====== Data section ======
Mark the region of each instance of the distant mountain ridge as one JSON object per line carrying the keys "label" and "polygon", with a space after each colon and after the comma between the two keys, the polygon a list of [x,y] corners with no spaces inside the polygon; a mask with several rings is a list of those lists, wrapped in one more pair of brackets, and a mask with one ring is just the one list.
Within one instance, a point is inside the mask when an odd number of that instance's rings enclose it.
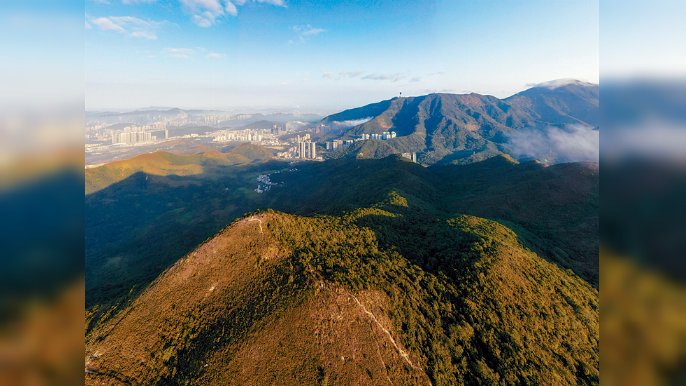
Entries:
{"label": "distant mountain ridge", "polygon": [[[505,99],[476,93],[397,97],[325,117],[322,138],[392,130],[397,138],[360,141],[338,155],[380,158],[418,152],[423,163],[469,163],[514,154],[509,139],[515,132],[598,127],[598,106],[598,86],[580,81],[548,82]],[[344,124],[356,120],[365,121]]]}

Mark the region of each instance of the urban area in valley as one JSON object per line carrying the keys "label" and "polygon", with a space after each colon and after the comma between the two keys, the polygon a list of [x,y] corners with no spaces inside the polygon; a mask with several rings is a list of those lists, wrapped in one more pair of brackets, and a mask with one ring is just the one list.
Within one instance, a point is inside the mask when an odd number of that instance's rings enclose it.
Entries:
{"label": "urban area in valley", "polygon": [[[230,113],[210,110],[147,109],[86,114],[86,168],[159,150],[222,149],[236,143],[261,145],[277,159],[321,161],[358,141],[385,141],[396,132],[363,133],[326,140],[331,129],[320,114]],[[337,125],[340,124],[337,122]],[[403,154],[416,162],[416,153]]]}

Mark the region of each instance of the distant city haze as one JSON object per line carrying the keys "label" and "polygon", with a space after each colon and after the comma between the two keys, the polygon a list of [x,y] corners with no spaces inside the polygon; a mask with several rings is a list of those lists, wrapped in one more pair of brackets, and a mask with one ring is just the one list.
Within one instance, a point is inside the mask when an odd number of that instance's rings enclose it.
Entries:
{"label": "distant city haze", "polygon": [[86,108],[327,114],[401,92],[597,83],[597,17],[590,0],[91,0]]}

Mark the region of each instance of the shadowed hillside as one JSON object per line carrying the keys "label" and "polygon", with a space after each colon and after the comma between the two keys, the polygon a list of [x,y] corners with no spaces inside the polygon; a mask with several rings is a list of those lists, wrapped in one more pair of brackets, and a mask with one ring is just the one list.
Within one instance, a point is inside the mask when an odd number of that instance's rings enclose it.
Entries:
{"label": "shadowed hillside", "polygon": [[272,153],[268,149],[252,144],[240,144],[224,152],[208,149],[192,155],[163,151],[141,154],[131,159],[86,169],[86,194],[102,190],[138,172],[156,176],[191,176],[207,174],[212,166],[246,164],[271,158]]}
{"label": "shadowed hillside", "polygon": [[[275,185],[258,194],[261,174],[270,174]],[[494,158],[424,168],[398,157],[338,159],[295,167],[229,165],[207,176],[138,173],[88,195],[87,306],[96,320],[106,318],[116,312],[110,306],[135,298],[165,268],[246,212],[340,215],[382,202],[391,192],[412,200],[427,218],[465,213],[507,223],[541,257],[597,285],[593,164],[544,167]]]}

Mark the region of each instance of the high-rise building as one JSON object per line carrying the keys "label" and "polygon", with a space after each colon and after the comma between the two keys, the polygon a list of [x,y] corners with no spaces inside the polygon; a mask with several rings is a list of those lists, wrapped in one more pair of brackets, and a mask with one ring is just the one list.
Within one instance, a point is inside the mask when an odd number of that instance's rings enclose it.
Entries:
{"label": "high-rise building", "polygon": [[300,159],[316,159],[317,158],[317,142],[302,141],[298,142],[298,158]]}
{"label": "high-rise building", "polygon": [[317,158],[317,142],[309,142],[309,147],[310,147],[310,151],[309,151],[310,159]]}
{"label": "high-rise building", "polygon": [[307,158],[307,143],[306,142],[298,142],[298,156],[301,159],[306,159]]}
{"label": "high-rise building", "polygon": [[132,131],[125,129],[124,131],[112,132],[112,144],[126,144],[135,145],[137,143],[152,142],[152,133],[149,131]]}
{"label": "high-rise building", "polygon": [[402,157],[409,159],[410,161],[417,163],[417,153],[412,152],[412,153],[402,153]]}

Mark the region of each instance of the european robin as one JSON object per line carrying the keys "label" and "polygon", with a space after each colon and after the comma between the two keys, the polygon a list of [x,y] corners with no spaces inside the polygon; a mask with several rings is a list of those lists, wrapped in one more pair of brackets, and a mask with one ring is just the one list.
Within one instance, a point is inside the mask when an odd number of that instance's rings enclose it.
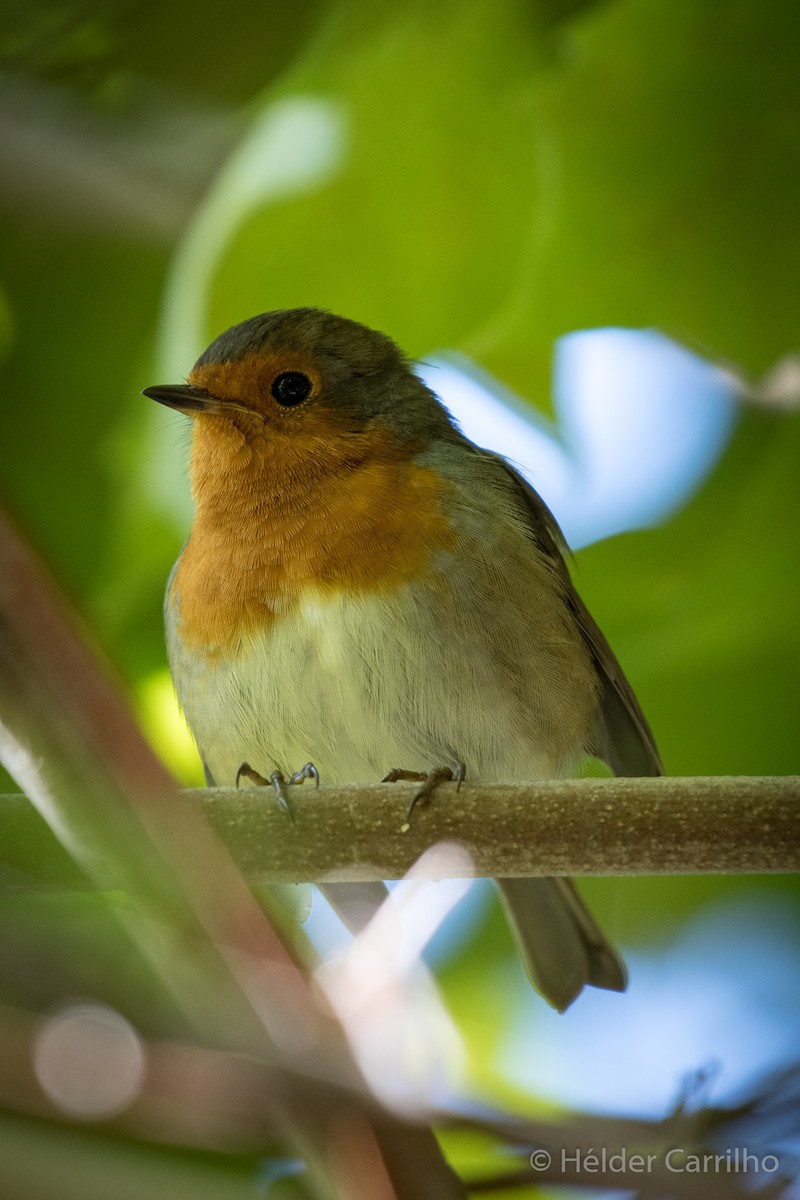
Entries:
{"label": "european robin", "polygon": [[[280,784],[306,759],[341,784],[395,766],[435,781],[456,763],[472,781],[550,779],[586,754],[661,773],[553,516],[390,338],[315,308],[263,313],[220,334],[187,384],[145,395],[194,426],[166,631],[209,782]],[[497,883],[551,1004],[624,989],[570,880]],[[385,890],[328,894],[353,926]]]}

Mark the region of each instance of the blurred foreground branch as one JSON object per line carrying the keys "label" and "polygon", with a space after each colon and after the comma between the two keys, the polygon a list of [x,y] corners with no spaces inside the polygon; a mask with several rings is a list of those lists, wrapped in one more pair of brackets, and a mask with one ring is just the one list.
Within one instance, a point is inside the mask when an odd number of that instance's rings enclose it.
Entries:
{"label": "blurred foreground branch", "polygon": [[[6,1121],[11,1115],[32,1118],[42,1129],[49,1128],[52,1137],[59,1126],[69,1127],[70,1115],[42,1088],[35,1069],[42,1028],[40,1019],[0,1006],[0,1058],[5,1064],[0,1109]],[[93,1044],[84,1036],[81,1048],[89,1064],[81,1082],[91,1089],[93,1076],[113,1059],[115,1047],[107,1037]],[[223,1157],[263,1153],[280,1130],[287,1093],[300,1088],[313,1105],[319,1087],[313,1078],[298,1079],[280,1067],[224,1050],[164,1039],[143,1041],[141,1050],[147,1063],[141,1085],[126,1108],[103,1122],[101,1136],[140,1149],[203,1149],[207,1169]],[[710,1081],[705,1071],[691,1076],[672,1111],[660,1120],[593,1112],[542,1117],[474,1103],[462,1106],[454,1098],[432,1115],[456,1154],[461,1143],[467,1151],[473,1146],[470,1194],[534,1188],[538,1194],[540,1186],[568,1186],[593,1195],[636,1189],[648,1200],[788,1200],[798,1177],[800,1066],[791,1064],[753,1081],[735,1105],[709,1104]],[[79,1091],[80,1083],[75,1086]],[[329,1099],[341,1112],[356,1098],[343,1088],[330,1092]],[[380,1128],[386,1118],[373,1108],[370,1119]],[[494,1169],[475,1170],[476,1135]],[[95,1133],[95,1147],[100,1140]],[[27,1150],[25,1142],[21,1150]],[[413,1153],[413,1146],[408,1150]],[[704,1164],[702,1169],[693,1169],[695,1162]],[[73,1172],[75,1163],[73,1154]],[[29,1176],[29,1164],[25,1171]],[[94,1194],[88,1190],[84,1195]],[[369,1200],[384,1194],[364,1192]],[[431,1193],[436,1200],[440,1194]]]}
{"label": "blurred foreground branch", "polygon": [[[465,1195],[433,1132],[370,1095],[300,956],[150,751],[1,511],[0,759],[92,883],[128,893],[123,936],[171,995],[184,1039],[291,1081],[275,1097],[276,1132],[305,1162],[314,1200]],[[317,1085],[296,1086],[309,1073]],[[354,1130],[369,1145],[372,1182],[366,1153],[351,1152]],[[23,1186],[38,1194],[24,1180],[16,1194]]]}
{"label": "blurred foreground branch", "polygon": [[[479,876],[800,869],[796,776],[446,784],[409,822],[413,788],[296,788],[294,821],[268,789],[188,794],[250,883],[396,879],[442,841]],[[0,847],[0,893],[87,886],[23,796],[0,797]]]}

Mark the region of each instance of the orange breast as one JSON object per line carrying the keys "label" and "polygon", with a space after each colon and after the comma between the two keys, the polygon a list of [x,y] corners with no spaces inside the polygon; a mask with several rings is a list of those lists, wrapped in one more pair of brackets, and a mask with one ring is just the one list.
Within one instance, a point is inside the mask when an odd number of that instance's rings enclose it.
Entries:
{"label": "orange breast", "polygon": [[196,516],[170,592],[178,632],[211,655],[290,614],[304,593],[371,592],[423,573],[452,544],[440,476],[388,434],[297,439],[195,422]]}

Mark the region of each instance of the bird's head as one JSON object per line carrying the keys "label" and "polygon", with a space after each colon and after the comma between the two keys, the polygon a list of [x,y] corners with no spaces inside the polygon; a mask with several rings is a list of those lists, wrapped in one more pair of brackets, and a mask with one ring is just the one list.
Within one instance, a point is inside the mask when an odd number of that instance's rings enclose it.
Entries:
{"label": "bird's head", "polygon": [[[446,435],[449,418],[383,333],[316,308],[262,313],[220,334],[185,384],[144,395],[247,441]],[[222,422],[222,424],[220,424]]]}

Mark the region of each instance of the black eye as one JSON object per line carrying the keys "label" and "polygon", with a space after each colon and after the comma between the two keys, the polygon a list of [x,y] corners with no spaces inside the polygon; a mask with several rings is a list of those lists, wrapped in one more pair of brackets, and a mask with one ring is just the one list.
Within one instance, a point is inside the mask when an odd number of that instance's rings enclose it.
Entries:
{"label": "black eye", "polygon": [[272,392],[278,404],[291,408],[293,404],[302,404],[311,391],[311,380],[300,371],[286,371],[278,375],[272,383]]}

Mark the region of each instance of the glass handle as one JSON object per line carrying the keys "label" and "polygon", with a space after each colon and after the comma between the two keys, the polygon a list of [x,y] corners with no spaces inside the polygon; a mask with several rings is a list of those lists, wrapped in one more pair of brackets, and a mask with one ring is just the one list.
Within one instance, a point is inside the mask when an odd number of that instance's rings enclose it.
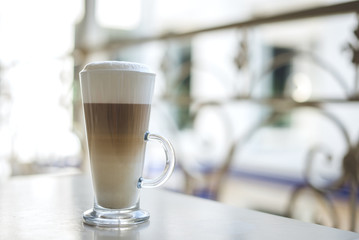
======
▶ **Work required**:
Your answer must be the exact lines from the one containing "Mark the region of each instance of the glass" through the last line of the records above, with both included and no pictures.

▶ **Finished exercise**:
Mark the region of each instance of the glass handle as one JSON object per line carrying the keys "label" and "polygon", with a space after each colon and after the comma between the two keys, the polygon a list of [x,y] corners with no spaces inside the polygon; a mask with several rings is a list of those lists, wrapped in one more pair of brackets, and a mask with one ring is just the one list.
Within one instance, a point is inside the mask when an odd number of that instance's rings enclose it.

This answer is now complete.